--- start of Recorded information ---

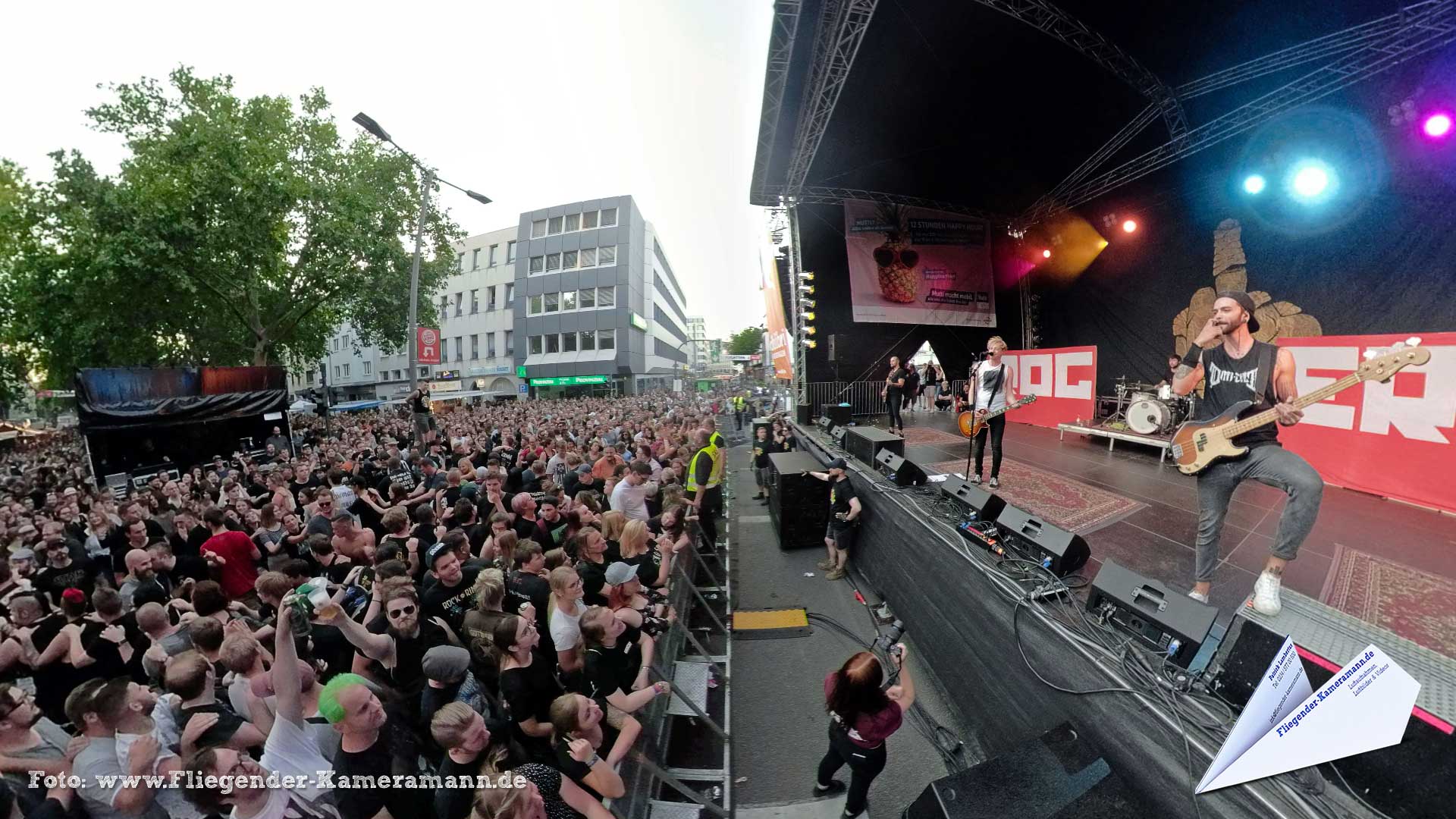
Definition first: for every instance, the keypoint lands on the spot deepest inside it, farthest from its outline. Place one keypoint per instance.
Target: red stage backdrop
(1063, 381)
(1388, 439)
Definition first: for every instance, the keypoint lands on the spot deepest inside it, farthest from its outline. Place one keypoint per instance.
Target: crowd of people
(372, 605)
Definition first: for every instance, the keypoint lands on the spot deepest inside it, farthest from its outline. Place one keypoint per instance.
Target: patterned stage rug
(929, 436)
(1055, 497)
(1414, 604)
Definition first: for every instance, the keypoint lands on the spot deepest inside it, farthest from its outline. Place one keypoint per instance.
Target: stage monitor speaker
(903, 472)
(976, 502)
(1165, 620)
(1050, 545)
(799, 504)
(1056, 776)
(867, 442)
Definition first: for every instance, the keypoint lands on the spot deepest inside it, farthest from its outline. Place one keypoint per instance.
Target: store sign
(570, 381)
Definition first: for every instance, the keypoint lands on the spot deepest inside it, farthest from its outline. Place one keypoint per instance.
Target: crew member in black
(1241, 369)
(894, 394)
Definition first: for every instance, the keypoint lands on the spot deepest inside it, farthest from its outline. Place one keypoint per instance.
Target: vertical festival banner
(918, 265)
(778, 334)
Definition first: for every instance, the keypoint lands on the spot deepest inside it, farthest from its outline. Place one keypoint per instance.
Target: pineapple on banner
(918, 265)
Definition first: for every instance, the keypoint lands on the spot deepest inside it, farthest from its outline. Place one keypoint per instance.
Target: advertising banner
(1389, 439)
(918, 265)
(1063, 379)
(778, 334)
(427, 344)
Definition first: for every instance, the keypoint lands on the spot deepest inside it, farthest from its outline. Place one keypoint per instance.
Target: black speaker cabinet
(1052, 545)
(1056, 776)
(973, 500)
(1165, 620)
(865, 442)
(903, 472)
(799, 504)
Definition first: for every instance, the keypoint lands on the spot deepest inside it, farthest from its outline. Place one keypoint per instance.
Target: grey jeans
(1276, 466)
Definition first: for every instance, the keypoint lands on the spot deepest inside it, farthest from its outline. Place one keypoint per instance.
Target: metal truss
(1055, 22)
(840, 31)
(819, 194)
(775, 79)
(1427, 30)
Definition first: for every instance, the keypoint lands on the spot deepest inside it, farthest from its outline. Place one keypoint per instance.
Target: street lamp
(427, 181)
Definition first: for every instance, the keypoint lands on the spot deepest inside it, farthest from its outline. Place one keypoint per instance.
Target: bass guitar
(971, 426)
(1199, 444)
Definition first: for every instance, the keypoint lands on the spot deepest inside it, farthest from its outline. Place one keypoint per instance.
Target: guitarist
(1244, 369)
(992, 391)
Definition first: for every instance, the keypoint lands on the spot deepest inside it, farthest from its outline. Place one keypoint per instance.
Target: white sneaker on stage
(1266, 595)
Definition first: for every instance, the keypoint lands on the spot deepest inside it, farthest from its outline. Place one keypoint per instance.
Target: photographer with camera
(862, 716)
(843, 523)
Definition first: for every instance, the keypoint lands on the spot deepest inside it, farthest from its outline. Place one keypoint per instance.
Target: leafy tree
(237, 231)
(747, 341)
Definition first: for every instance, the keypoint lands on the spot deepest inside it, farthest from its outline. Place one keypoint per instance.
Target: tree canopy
(237, 231)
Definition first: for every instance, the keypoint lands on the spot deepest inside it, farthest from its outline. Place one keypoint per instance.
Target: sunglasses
(886, 257)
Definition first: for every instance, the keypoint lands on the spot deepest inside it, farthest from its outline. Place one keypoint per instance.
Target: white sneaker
(1266, 595)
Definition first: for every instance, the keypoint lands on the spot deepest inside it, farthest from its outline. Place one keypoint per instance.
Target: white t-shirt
(565, 630)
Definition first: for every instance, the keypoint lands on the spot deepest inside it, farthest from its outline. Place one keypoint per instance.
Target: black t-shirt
(839, 496)
(450, 602)
(613, 670)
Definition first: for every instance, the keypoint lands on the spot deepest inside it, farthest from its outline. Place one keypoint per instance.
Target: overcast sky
(533, 102)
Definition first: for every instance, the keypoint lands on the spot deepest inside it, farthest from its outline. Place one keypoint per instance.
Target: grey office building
(598, 308)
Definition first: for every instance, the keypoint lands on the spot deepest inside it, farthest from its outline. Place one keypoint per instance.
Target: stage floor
(1376, 560)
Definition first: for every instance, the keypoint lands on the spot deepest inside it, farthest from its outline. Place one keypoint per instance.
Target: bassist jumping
(1245, 371)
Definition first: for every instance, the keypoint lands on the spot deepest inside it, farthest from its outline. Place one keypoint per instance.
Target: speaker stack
(799, 504)
(867, 442)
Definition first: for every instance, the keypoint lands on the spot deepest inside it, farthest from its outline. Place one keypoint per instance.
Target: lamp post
(427, 181)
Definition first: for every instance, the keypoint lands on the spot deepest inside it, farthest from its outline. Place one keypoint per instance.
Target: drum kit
(1150, 410)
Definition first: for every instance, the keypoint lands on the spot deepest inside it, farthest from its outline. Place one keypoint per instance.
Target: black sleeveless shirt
(1228, 381)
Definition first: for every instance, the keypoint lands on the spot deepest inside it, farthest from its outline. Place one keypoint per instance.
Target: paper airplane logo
(1288, 725)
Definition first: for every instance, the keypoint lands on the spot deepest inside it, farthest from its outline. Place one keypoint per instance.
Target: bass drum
(1149, 417)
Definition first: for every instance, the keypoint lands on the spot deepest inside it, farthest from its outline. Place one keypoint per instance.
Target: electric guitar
(971, 425)
(1199, 444)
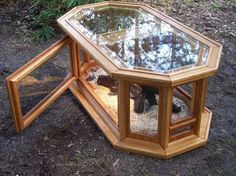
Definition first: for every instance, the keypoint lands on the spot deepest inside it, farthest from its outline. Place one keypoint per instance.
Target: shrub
(48, 11)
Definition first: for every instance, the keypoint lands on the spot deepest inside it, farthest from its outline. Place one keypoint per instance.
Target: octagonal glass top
(135, 39)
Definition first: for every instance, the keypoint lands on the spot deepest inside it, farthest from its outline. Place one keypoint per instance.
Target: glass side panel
(182, 105)
(144, 110)
(135, 39)
(43, 80)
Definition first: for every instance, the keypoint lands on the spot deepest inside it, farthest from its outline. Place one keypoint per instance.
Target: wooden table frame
(164, 145)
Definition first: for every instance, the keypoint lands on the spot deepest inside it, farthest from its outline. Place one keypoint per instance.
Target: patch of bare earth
(65, 141)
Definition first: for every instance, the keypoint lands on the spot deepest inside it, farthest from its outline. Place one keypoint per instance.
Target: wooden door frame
(22, 121)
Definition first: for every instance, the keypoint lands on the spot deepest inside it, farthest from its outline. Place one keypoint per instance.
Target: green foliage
(49, 11)
(217, 5)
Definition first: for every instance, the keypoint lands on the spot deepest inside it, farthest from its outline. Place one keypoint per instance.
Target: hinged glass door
(41, 81)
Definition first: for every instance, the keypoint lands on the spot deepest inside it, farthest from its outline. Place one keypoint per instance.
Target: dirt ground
(65, 141)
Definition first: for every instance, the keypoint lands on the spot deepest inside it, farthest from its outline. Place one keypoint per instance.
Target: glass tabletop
(135, 39)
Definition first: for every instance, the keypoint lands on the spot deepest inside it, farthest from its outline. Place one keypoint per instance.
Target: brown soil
(65, 141)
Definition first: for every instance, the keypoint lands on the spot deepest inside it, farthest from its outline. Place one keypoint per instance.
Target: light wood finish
(165, 112)
(100, 118)
(123, 109)
(75, 59)
(200, 100)
(164, 145)
(13, 80)
(176, 78)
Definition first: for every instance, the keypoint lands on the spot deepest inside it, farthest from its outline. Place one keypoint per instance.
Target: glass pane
(182, 103)
(105, 89)
(144, 106)
(43, 80)
(136, 39)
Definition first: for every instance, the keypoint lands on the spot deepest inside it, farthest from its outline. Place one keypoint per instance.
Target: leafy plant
(48, 11)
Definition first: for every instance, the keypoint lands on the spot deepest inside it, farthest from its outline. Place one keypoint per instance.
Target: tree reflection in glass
(135, 39)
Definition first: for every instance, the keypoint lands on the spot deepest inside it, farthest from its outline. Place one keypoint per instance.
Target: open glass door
(41, 81)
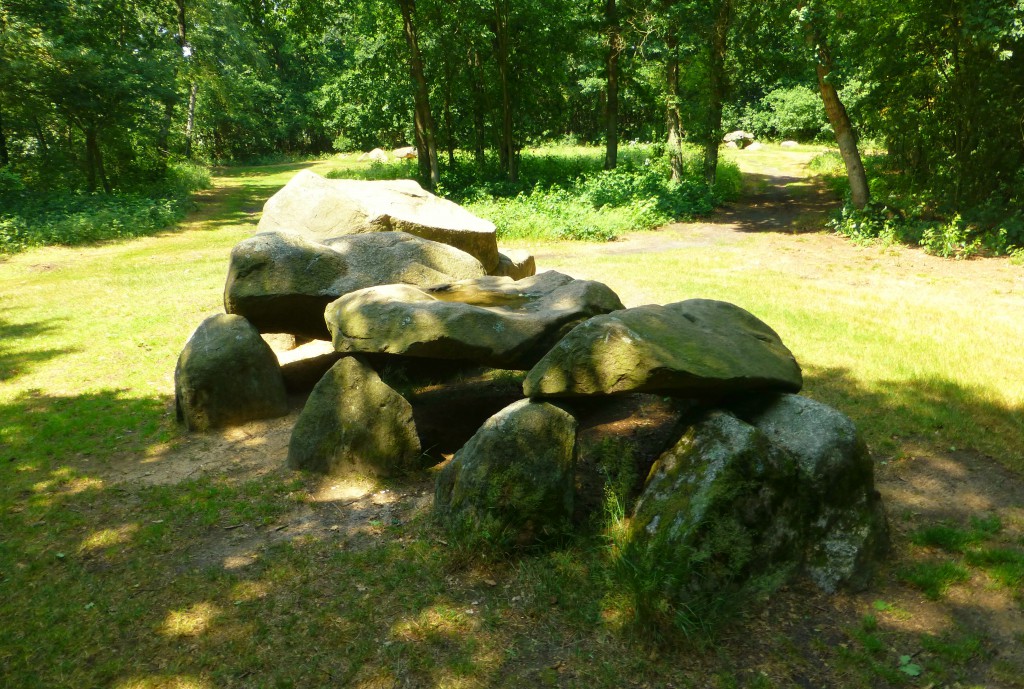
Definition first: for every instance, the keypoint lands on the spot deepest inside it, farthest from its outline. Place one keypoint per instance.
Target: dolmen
(423, 346)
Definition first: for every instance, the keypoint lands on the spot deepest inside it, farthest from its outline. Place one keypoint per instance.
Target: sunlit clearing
(174, 682)
(250, 591)
(189, 622)
(105, 537)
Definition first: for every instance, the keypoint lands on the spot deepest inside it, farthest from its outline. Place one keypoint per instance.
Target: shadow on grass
(15, 359)
(935, 411)
(227, 582)
(40, 431)
(193, 584)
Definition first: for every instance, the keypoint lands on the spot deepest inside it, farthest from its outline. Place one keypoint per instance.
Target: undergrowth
(31, 217)
(564, 194)
(901, 213)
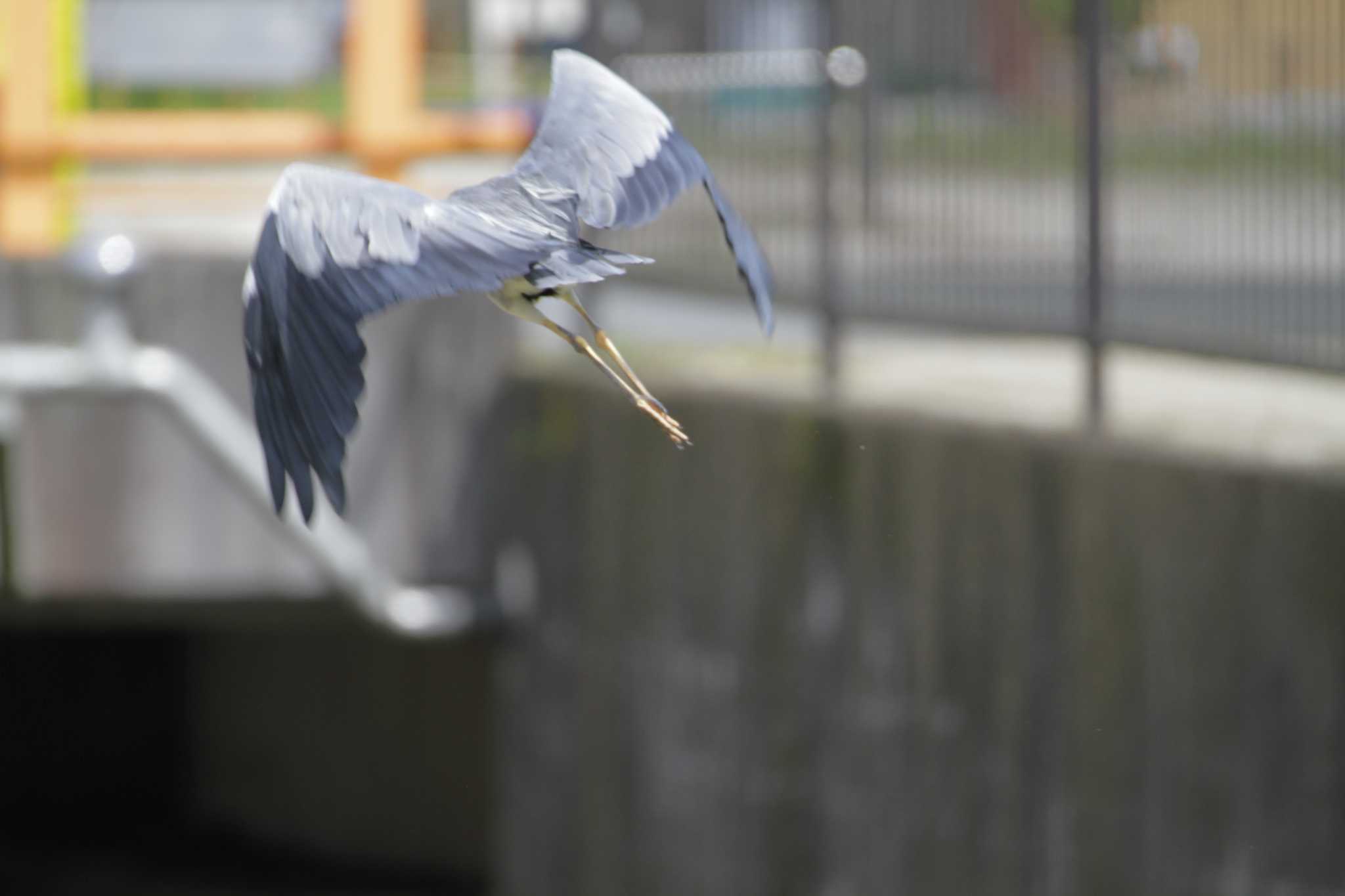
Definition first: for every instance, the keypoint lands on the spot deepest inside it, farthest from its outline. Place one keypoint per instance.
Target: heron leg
(606, 343)
(521, 308)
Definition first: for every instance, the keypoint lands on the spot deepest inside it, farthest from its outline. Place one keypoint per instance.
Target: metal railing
(1172, 179)
(109, 363)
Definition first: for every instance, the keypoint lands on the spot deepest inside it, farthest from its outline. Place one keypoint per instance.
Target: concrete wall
(822, 652)
(861, 656)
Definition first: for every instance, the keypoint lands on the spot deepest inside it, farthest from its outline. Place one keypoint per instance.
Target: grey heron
(337, 247)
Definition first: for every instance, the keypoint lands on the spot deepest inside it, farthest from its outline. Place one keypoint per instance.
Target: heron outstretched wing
(604, 140)
(337, 247)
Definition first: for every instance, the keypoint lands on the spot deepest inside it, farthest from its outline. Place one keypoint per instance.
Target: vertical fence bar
(1091, 20)
(829, 300)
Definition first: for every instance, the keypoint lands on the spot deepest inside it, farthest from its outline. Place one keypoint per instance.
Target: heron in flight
(337, 247)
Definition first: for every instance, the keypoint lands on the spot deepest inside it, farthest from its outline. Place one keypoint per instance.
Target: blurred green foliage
(1060, 14)
(324, 97)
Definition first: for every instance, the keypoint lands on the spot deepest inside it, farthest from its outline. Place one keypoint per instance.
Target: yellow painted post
(30, 219)
(384, 81)
(70, 91)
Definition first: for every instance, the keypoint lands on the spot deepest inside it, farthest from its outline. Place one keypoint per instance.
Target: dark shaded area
(108, 786)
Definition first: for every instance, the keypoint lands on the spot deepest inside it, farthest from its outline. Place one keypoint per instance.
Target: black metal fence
(946, 163)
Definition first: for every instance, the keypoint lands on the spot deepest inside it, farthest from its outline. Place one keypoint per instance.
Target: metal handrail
(108, 362)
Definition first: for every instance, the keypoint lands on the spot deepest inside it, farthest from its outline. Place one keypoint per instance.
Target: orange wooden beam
(384, 68)
(197, 135)
(30, 206)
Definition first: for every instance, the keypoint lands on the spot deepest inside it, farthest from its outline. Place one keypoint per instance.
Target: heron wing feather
(338, 247)
(621, 155)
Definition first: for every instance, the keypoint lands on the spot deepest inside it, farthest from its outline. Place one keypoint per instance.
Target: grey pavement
(1220, 255)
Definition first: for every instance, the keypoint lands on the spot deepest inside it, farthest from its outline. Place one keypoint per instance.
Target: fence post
(829, 303)
(1091, 23)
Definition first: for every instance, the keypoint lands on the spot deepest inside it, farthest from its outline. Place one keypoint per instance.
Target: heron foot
(671, 427)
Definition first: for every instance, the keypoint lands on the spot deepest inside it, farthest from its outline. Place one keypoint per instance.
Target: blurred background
(1012, 563)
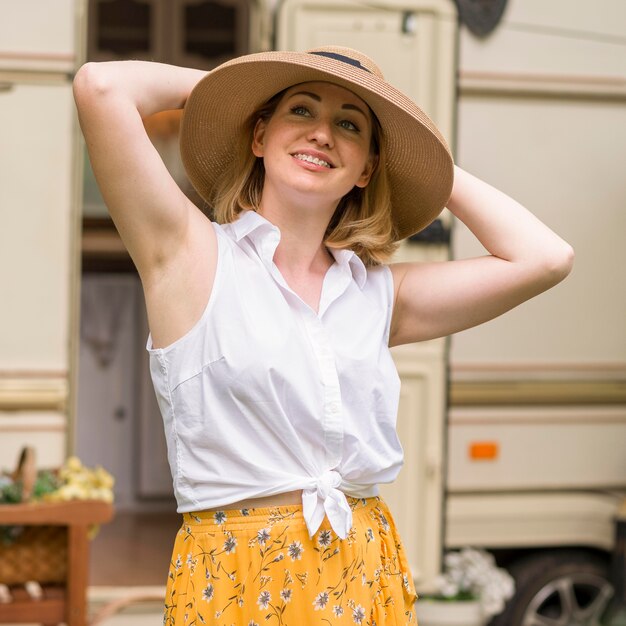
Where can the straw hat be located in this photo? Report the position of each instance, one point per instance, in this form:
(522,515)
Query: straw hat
(419,162)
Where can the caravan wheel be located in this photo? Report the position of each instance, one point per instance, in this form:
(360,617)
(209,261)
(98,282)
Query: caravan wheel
(559,588)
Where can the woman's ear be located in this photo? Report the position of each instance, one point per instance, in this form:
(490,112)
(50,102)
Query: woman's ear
(369,169)
(258,136)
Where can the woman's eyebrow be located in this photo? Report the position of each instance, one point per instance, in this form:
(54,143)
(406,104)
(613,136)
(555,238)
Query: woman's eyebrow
(314,96)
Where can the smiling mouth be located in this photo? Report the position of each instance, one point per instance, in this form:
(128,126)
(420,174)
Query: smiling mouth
(311,159)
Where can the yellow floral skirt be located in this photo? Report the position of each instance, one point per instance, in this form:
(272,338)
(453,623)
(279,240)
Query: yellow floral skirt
(259,566)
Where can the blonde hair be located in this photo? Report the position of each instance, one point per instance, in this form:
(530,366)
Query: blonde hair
(362,221)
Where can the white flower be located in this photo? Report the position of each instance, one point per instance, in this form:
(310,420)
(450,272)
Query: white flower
(475,573)
(264,599)
(207,593)
(358,614)
(295,550)
(321,601)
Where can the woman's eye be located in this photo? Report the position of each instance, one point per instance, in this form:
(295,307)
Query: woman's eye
(300,110)
(348,125)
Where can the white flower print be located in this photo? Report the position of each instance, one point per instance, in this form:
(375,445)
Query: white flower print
(207,593)
(324,538)
(230,544)
(321,601)
(264,599)
(358,614)
(295,550)
(263,536)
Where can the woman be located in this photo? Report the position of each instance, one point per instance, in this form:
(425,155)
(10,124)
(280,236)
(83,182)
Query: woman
(271,328)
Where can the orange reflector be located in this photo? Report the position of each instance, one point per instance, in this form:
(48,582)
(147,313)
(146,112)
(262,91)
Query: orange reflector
(484,451)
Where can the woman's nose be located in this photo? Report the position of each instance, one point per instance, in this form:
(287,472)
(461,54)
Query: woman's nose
(322,132)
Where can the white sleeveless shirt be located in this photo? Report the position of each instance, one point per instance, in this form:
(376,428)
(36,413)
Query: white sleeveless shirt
(264,395)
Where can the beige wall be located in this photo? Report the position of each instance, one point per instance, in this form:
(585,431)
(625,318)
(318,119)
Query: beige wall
(542,116)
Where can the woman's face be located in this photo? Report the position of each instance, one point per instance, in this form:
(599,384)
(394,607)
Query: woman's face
(317,141)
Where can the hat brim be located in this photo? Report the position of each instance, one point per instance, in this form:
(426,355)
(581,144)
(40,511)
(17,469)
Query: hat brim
(418,160)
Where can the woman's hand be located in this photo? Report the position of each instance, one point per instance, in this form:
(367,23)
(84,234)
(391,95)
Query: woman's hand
(525,258)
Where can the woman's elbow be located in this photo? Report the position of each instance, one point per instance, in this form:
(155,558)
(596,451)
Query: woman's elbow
(90,80)
(559,263)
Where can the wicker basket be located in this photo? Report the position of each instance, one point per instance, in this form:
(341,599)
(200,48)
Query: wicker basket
(37,552)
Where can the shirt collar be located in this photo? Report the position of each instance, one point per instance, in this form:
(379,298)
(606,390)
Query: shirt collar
(265,237)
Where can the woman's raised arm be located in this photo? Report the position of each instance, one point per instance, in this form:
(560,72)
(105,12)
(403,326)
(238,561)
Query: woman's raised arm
(150,212)
(525,258)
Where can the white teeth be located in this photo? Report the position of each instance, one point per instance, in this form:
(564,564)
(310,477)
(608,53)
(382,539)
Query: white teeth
(311,159)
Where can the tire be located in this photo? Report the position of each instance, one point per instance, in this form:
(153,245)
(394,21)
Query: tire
(557,588)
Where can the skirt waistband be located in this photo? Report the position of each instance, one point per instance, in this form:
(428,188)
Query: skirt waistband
(239,518)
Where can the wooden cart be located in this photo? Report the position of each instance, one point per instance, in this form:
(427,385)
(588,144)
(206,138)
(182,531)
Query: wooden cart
(64,601)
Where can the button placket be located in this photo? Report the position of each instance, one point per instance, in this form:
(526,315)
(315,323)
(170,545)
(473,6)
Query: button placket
(332,423)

--- end of Recorded information ---

Scale the items from the start through the line holding "(1414, 604)", inclusive, and give those lines again, requests included. Multiply every coordinate in the answers by 1.5 and round to whole numbers, with halves rounding up. Leave the numbers in the requests as they are, and leave the pictures out.

Definition first: for every instance, the keypoint lands on the spot deepest inside it, farthest from its outline. Place one keypoint per instance.
Target: red stage backdrop
(1595, 572)
(2082, 659)
Definition first: for every instance, the keypoint lands on the spot deepest inside it, farthest from its outline. Place one keypoint per instance.
Target: crowd of people
(558, 908)
Definition first: for every instance, the keypoint lands on the spot deepest inside it, farthest from its outline. Place one keypoint per instance.
Target: patterned stage rug
(1394, 654)
(1583, 746)
(2121, 906)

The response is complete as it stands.